» Passage shown
______

Bathurst Power and Paper Company
- Founded: 3 February 1928
- Defunct: 30 December 1988
- Fate: Dissolved after the sale of Consolidated-Bathurst to the Stone Container Corporation
- Headquarters: Montreal, Quebec
- Parent: Consolidated-Bathurst (1967–1988)

= Bathurst Power and Paper Company =

Canadian pulp and paper company

Bathurst Power and Paper Company Limited, and from 1965 onwards Bathurst Paper Limited, was a combined logging, lumber mill and wood-pulp paper company that supplied its own electric power from Nepisiguit Grand Falls. Its operations were centred at Bathurst, New Brunswick. In 1967, the Consolidated Paper Corporation acquired Bathurst outright, and that year Consolidated changed its name to Consolidated-Bathurst Limited, while Bathurst Paper became a subsidiary. In 1988, Consolidated-Bathurst was acquired by the Stone Container Corporation, and that year, Bathurst was disestablished. In 1989, Consolidated-Bathurst merged with Stone to form Stone-Consolidated Inc.

After changing hands several times over the course of a century, Smurfit-Stone closed the mill located in East Bathurst in 2006, and sold the site to a redevelopment firm. The redeveloper, which was already defunct by January 2016, was fined $150,000 in July 2016 under the New Brunswick Clean Environment Act.

==History==

After the death of Senator Kennedy Francis Burns twinned with the disestablishment of Novelli & Company in March 1894, the St. Lawrence Lumber Company, which owned most of the mills of Bathurst and was presided by Burns, foundered. The Courrier des Provinces Maritimes reported 19 September 1895 that the Sumner Company from Moncton had purchased the SLLC from the receivers but two weeks later the same newspaper reported that the English shareholders had rejected the offer of $29,000, in favour of Adams & Co. of New York. Burns' brother-in-law Samuel Adams had combined with his own brother, Thomas D., Patrick J. Burns, Theobald M. Burns and John Flanigan to re-form Adams, Burns and Company (ABC). By November 1895 the assets in the county had been settled, and work advanced as planned over the winter of 1895.

The Courrier reported in April 1897 that the ABC was in the sawmill to install electric lighting so as to operate on a 24-hour day. By 1898, the ABC possessed or licensed from the Crown 250 square miles (64,750ha) of forest.

In 1899, the ABC proposed to enter the wood pulp business, and received from the County Council a 20-year exemption from the taxes it controlled, however, the proposal did not advance at this time.

______

» Material supplied
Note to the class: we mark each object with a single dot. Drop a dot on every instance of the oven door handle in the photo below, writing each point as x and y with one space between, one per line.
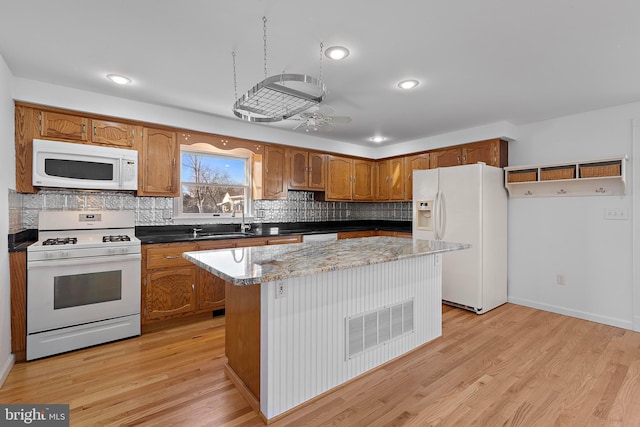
82 261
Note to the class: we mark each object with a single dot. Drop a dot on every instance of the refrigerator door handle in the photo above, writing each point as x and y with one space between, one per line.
436 217
442 206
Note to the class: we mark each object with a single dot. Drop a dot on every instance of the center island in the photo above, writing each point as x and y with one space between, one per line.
303 318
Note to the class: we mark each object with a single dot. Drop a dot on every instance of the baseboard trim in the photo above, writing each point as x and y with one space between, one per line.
620 323
6 368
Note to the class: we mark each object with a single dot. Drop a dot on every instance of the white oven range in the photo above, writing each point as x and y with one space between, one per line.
83 281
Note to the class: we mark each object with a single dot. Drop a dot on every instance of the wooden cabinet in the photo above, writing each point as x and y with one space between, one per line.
170 291
411 163
390 179
362 179
209 288
339 178
112 133
273 173
446 157
53 125
168 282
158 163
306 170
71 127
492 152
18 293
350 179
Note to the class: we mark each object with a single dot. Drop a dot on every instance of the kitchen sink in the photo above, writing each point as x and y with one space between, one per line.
223 235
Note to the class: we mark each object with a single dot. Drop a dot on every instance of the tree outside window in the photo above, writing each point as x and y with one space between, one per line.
212 184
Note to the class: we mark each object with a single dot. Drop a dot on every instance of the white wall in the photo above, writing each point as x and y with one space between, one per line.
7 180
569 236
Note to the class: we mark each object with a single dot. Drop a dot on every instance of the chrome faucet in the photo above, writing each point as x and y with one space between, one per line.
243 227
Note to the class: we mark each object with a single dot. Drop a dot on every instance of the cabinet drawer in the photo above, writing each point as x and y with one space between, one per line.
283 240
168 256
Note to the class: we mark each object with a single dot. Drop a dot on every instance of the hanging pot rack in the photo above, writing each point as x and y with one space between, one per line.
271 100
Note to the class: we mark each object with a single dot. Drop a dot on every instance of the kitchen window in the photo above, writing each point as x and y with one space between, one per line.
213 184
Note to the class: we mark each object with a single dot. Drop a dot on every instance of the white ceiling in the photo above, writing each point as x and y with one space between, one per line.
478 62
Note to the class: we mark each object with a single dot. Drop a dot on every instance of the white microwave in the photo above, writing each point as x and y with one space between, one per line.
70 165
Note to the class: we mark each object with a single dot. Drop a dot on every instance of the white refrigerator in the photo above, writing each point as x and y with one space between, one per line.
466 204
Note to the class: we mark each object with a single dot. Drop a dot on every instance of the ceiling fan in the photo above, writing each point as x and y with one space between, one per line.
320 119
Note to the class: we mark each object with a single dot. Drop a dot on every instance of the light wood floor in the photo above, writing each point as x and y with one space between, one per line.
511 366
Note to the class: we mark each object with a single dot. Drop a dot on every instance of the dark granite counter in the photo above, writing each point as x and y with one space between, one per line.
184 233
18 242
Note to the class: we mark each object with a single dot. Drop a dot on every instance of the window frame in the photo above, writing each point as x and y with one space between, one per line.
211 151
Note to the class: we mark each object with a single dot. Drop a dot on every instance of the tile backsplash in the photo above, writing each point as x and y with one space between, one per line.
300 206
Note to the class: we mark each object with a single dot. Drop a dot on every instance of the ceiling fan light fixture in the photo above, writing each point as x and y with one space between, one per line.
337 52
408 84
119 79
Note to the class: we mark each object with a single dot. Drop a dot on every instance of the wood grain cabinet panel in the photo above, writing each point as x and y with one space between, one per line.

______

» Exercise 1
Please decide whether each statement agrees with the Bathurst article, and give yes or no with the deciding words quoted from it. (a) The company's operations were centered at Bathurst, New Brunswick. (b) Smurfit-Stone closed the East Bathurst mill in 2008. (c) The English shareholders accepted the Sumner Company's offer.
» Exercise 2
According to the Bathurst article, what did the County Council grant the ABC in 1899?
Draw only on the Bathurst article when answering, not on the material.

» Right answer 1
(a) Yes: "Its operations were centred at Bathurst, New Brunswick."
(b) No: "Smurfit-Stone closed the mill located in East Bathurst in 2006"
(c) No: "the English shareholders had rejected the offer of $29,000, in favour of Adams & Co. of New York"

» Right answer 2
A 20-year exemption from the taxes it controlled.